Fishers threw every manner of enticement to their prey, including carp carrot flies, woolly buggers, artificial worms, real worms, and a ” fish-licous”concoction of garlic and masa, the cornmeal used to make tortillas. But for the most part, this estuary where fresh and salt water mix has yet to fully reveal what lives below.

“Well, at least it’s better than last time,” said Sabrina Drill, a UC Cooperative Extension biologist, who along with fellow scientist Rosie Dagit has been periodically mapping the river’s fish population since 2008. But her face showed the disappointment that the yield of this event — monikered “Fish for Science” — wasn’t full of the expected gold doubloons.

WHOOPSIE DAISY: Unfortunately, snagging a big carp and landing him are two different things. (Jim Burns)
WHOOPSIE DAISY: Unfortunately, snagging a big carp and landing him are two different things. (Jim Burns)

An optimistic Trout Unlimited’s Bob Blankenship had emailed several participants before the event that “Maybe this storm will bring with it a few migrating steelhead to Long Beach?” And we all heartily agreed.

True, Nick Faught of Corona left a happy man. He’d purchased a new 5 wt. specifically for catching carp, and the beast that later weighed in at over 8 pounds gave him all he could handle.

[Dataset entries]
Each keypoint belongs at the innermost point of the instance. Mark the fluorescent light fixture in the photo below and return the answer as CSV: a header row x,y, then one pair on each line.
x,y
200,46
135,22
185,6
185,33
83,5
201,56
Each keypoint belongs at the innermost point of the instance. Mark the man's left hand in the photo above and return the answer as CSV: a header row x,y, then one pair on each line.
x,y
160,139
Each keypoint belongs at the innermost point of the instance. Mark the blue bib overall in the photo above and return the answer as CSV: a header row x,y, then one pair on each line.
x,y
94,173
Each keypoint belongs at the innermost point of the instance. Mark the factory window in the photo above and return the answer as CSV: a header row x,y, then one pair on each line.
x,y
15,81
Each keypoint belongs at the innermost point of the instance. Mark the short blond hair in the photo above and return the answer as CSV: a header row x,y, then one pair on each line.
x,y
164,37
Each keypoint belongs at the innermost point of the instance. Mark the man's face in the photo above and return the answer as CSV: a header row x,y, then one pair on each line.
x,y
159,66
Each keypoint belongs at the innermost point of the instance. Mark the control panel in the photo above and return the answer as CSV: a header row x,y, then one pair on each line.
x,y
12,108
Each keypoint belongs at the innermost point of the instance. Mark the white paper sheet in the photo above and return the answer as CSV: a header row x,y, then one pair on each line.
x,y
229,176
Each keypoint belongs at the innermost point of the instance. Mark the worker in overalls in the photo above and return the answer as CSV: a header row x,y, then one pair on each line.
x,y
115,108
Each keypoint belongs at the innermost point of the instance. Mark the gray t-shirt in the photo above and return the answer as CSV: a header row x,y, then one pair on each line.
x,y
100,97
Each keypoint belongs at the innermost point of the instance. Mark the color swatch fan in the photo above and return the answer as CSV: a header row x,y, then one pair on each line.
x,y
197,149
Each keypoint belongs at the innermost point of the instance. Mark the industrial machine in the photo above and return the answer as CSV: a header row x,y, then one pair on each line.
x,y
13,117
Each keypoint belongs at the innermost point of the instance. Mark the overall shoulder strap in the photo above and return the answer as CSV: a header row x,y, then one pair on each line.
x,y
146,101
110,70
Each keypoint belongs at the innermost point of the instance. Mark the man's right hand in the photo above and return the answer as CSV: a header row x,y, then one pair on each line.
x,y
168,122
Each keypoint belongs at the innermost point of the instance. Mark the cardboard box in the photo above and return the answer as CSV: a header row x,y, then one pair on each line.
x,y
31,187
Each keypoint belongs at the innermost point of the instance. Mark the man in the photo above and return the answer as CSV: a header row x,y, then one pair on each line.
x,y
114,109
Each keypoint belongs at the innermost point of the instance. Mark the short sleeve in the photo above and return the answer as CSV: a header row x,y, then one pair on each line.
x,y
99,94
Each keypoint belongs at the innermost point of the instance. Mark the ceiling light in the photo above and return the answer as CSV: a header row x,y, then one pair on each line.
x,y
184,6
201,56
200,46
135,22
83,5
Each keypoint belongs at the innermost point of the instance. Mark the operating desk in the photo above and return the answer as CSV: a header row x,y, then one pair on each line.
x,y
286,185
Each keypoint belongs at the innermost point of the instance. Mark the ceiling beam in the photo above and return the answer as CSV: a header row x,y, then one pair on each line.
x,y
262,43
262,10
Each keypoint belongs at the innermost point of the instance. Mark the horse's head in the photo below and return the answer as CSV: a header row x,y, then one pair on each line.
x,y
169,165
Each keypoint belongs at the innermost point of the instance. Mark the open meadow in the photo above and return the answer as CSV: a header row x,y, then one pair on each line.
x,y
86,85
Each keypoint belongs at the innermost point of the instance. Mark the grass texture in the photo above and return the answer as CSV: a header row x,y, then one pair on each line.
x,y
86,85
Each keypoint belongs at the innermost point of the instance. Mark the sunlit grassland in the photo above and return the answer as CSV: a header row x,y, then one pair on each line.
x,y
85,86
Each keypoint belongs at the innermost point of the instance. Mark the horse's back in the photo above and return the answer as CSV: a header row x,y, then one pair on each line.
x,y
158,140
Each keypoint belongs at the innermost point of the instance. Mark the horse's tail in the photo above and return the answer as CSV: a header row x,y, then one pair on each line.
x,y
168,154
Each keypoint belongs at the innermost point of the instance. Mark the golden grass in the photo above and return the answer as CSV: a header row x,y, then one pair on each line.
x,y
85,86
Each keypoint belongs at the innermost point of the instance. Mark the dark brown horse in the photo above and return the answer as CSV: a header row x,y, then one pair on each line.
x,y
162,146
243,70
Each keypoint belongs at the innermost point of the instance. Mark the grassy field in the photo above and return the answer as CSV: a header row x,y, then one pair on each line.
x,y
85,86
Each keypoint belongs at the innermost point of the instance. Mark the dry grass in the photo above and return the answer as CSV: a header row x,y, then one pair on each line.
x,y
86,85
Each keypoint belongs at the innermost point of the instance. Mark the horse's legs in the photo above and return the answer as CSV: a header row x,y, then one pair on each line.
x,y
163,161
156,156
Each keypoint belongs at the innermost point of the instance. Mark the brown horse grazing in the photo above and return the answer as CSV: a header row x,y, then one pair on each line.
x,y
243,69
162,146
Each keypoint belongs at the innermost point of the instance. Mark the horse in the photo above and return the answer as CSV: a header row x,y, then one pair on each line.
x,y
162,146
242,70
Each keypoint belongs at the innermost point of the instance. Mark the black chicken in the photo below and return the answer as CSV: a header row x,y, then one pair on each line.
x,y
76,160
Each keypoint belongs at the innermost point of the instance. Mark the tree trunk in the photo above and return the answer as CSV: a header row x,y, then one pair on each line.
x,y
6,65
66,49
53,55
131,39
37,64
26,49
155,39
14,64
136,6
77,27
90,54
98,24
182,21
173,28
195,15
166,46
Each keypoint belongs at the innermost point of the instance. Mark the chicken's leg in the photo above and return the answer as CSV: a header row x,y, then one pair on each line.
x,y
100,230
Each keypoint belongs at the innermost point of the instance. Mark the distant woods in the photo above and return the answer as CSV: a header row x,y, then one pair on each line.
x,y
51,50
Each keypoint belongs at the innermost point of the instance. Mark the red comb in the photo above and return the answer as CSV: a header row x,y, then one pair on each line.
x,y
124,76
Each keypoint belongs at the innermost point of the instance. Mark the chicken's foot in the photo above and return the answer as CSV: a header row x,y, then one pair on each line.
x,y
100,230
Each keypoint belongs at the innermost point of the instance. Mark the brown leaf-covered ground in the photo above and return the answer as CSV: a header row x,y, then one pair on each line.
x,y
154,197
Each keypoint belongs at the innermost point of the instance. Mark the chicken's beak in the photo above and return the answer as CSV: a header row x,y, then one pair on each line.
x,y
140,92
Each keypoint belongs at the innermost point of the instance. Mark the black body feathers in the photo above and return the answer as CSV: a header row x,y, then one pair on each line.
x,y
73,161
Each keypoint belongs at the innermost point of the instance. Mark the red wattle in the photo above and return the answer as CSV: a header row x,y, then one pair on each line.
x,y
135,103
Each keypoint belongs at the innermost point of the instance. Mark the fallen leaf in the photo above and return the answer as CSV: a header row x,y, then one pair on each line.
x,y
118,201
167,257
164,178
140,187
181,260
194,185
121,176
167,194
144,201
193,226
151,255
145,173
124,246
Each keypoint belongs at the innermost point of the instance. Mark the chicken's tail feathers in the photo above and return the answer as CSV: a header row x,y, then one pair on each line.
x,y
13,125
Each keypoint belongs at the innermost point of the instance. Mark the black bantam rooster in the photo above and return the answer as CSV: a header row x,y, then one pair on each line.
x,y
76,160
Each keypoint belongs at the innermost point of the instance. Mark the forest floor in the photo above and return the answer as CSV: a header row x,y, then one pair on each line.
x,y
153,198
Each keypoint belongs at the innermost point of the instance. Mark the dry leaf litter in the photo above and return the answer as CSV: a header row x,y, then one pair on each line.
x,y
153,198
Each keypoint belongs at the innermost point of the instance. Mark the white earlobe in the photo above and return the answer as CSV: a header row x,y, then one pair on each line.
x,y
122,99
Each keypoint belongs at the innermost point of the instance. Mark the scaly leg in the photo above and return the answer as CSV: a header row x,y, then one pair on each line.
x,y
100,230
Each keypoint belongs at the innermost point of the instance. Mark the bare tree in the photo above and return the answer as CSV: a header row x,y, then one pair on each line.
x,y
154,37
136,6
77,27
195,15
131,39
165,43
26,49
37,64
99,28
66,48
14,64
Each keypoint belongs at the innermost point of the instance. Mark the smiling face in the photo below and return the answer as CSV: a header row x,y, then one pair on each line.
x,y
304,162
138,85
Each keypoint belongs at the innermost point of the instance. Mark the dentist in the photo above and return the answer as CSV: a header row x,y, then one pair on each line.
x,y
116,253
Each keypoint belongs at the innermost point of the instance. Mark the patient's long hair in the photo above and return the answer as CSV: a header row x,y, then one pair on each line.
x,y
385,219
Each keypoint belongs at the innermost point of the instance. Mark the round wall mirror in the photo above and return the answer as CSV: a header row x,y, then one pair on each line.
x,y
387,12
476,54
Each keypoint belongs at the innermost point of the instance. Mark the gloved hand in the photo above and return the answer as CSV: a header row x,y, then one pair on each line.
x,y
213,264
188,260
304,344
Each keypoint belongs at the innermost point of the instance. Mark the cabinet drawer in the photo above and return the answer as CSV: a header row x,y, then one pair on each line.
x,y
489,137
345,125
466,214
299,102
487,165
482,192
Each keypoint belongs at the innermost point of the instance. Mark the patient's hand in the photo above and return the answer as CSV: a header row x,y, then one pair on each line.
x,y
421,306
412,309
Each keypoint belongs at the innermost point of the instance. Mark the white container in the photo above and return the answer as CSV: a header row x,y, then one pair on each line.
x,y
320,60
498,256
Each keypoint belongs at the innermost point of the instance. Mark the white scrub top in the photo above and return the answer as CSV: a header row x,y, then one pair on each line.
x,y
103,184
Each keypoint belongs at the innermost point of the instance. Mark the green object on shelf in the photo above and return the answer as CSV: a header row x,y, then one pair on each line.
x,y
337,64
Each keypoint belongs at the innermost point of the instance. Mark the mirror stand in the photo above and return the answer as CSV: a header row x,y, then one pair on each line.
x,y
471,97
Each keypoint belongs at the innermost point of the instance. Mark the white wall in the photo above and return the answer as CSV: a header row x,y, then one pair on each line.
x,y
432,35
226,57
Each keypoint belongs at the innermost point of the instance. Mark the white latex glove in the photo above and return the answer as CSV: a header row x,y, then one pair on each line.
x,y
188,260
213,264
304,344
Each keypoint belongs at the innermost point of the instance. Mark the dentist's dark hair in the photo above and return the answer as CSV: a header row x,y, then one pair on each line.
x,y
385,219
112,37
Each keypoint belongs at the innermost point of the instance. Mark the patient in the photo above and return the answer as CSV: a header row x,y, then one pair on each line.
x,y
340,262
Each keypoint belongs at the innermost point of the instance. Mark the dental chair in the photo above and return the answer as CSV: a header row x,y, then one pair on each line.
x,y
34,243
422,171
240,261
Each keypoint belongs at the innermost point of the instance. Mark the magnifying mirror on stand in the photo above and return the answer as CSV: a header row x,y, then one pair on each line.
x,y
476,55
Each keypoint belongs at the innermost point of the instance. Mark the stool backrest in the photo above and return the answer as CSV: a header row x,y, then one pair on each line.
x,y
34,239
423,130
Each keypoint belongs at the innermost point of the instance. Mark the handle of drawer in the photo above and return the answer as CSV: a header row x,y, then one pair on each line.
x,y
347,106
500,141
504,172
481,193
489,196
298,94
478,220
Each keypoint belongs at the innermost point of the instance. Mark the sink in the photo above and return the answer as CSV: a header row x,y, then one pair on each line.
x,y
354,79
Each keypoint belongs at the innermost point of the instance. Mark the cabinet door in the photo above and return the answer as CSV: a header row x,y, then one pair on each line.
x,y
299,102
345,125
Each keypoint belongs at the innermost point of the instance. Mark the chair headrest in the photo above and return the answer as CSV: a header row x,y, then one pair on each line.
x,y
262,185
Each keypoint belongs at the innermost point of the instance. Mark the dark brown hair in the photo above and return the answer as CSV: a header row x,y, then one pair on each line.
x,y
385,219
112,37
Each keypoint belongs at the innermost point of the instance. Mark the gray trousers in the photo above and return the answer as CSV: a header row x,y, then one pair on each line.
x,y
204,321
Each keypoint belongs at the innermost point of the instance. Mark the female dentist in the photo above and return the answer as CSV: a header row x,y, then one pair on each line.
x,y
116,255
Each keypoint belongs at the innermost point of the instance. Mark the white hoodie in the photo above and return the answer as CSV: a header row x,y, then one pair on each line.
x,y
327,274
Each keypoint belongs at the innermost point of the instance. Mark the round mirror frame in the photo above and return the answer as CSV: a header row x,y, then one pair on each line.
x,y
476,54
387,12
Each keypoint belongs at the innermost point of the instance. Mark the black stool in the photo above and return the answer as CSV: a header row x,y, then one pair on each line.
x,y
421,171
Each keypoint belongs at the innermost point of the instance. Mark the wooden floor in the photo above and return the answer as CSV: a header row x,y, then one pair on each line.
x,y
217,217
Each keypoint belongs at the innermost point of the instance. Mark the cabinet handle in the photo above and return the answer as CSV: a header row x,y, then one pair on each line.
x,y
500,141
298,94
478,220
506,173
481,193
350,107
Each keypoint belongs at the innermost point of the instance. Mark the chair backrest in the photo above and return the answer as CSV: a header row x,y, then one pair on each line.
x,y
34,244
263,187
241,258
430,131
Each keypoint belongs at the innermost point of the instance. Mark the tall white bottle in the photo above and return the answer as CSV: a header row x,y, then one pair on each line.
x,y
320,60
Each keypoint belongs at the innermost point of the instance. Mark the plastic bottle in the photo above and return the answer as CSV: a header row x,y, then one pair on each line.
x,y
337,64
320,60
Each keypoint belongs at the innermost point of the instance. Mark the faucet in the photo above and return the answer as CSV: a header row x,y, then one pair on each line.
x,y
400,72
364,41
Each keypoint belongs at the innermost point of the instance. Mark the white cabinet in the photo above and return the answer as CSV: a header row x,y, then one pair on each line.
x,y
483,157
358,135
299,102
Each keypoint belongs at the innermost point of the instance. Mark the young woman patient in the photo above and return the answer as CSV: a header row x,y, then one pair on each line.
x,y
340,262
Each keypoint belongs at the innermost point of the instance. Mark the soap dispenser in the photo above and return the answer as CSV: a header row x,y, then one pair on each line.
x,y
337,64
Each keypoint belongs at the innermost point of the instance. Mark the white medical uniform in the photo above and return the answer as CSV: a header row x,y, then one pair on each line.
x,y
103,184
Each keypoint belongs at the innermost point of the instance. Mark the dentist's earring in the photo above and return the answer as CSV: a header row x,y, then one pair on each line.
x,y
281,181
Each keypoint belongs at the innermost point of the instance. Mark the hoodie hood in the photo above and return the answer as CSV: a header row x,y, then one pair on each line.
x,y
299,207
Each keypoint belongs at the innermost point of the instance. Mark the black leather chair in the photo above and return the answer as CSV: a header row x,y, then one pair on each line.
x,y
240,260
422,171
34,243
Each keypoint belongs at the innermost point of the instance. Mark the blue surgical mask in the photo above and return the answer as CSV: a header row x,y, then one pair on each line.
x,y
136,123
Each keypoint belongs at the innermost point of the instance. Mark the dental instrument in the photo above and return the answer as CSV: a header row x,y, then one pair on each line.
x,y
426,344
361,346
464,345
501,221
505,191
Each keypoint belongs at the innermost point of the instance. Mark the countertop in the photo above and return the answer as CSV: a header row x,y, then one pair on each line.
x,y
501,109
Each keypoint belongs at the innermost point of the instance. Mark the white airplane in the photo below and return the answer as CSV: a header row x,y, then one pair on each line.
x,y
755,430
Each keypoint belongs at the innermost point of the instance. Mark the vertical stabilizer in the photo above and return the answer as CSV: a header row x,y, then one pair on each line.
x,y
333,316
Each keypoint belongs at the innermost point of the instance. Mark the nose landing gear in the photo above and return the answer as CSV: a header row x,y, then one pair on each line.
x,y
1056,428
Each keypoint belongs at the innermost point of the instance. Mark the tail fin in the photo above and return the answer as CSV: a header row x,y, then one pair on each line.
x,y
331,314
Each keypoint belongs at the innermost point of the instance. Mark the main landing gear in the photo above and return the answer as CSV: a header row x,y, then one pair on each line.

== TASK TO CARRY OUT ==
Copy out the full passage about the "Fish for Science" event word for word.

== SOLUTION ==
Fishers threw every manner of enticement to their prey, including carp carrot flies, woolly buggers, artificial worms, real worms, and a ” fish-licous”concoction of garlic and masa, the cornmeal used to make tortillas. But for the most part, this estuary where fresh and salt water mix has yet to fully reveal what lives below.

“Well, at least it’s better than last time,” said Sabrina Drill, a UC Cooperative Extension biologist, who along with fellow scientist Rosie Dagit has been periodically mapping the river’s fish population since 2008. But her face showed the disappointment that the yield of this event — monikered “Fish for Science” — wasn’t full of the expected gold doubloons.

WHOOPSIE DAISY: Unfortunately, snagging a big carp and landing him are two different things. (Jim Burns)
WHOOPSIE DAISY: Unfortunately, snagging a big carp and landing him are two different things. (Jim Burns)

An optimistic Trout Unlimited’s Bob Blankenship had emailed several participants before the event that “Maybe this storm will bring with it a few migrating steelhead to Long Beach?” And we all heartily agreed.

True, Nick Faught of Corona left a happy man. He’d purchased a new 5 wt. specifically for catching carp, and the beast that later weighed in at over 8 pounds gave him all he could handle.